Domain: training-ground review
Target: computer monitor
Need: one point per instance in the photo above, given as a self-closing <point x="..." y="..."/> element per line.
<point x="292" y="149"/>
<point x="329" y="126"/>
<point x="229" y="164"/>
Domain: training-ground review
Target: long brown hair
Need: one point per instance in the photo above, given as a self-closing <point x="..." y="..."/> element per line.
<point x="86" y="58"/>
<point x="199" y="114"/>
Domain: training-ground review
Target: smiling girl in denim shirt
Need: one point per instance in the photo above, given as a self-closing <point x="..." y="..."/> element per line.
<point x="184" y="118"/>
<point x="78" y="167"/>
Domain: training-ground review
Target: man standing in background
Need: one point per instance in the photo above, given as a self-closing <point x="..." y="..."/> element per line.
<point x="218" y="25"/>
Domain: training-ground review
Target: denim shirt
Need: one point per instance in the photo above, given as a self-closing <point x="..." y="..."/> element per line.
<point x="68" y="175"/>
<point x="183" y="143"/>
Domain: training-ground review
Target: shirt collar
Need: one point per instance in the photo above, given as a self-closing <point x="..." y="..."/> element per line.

→ **WHAT YOU HAVE TO DO**
Restate every line of the data above exactly as it was written.

→ **SOLUTION TO THE PROBLEM**
Domain: training-ground review
Target: computer monitor
Need: one point per instance in the photo above, given as a self-closing <point x="..." y="..."/> element per line.
<point x="292" y="149"/>
<point x="329" y="126"/>
<point x="229" y="164"/>
Domain: training-ground review
Target: long brown hair
Need: one point per instance in the photo above, given as a self-closing <point x="..." y="..."/> element per line.
<point x="86" y="58"/>
<point x="199" y="114"/>
Domain: training-ground review
Target: smiling girl in denim shirt
Need: one point per instance in the photo above, given as a self-closing <point x="..." y="..."/> element per line.
<point x="184" y="118"/>
<point x="78" y="167"/>
Domain: training-ground review
Target: man standing in background
Need: one point per instance in the photo above, given as a self-closing <point x="..." y="..."/> element per line.
<point x="218" y="25"/>
Domain: training-ground review
Target: denim shirt
Need: one point per instance in the photo above, given as a self-closing <point x="..." y="..."/> element per line.
<point x="68" y="175"/>
<point x="183" y="143"/>
Domain: training-ground review
Target: shirt collar
Need: one point per instance in the photo above, given as a self-closing <point x="..." y="..."/> element per line.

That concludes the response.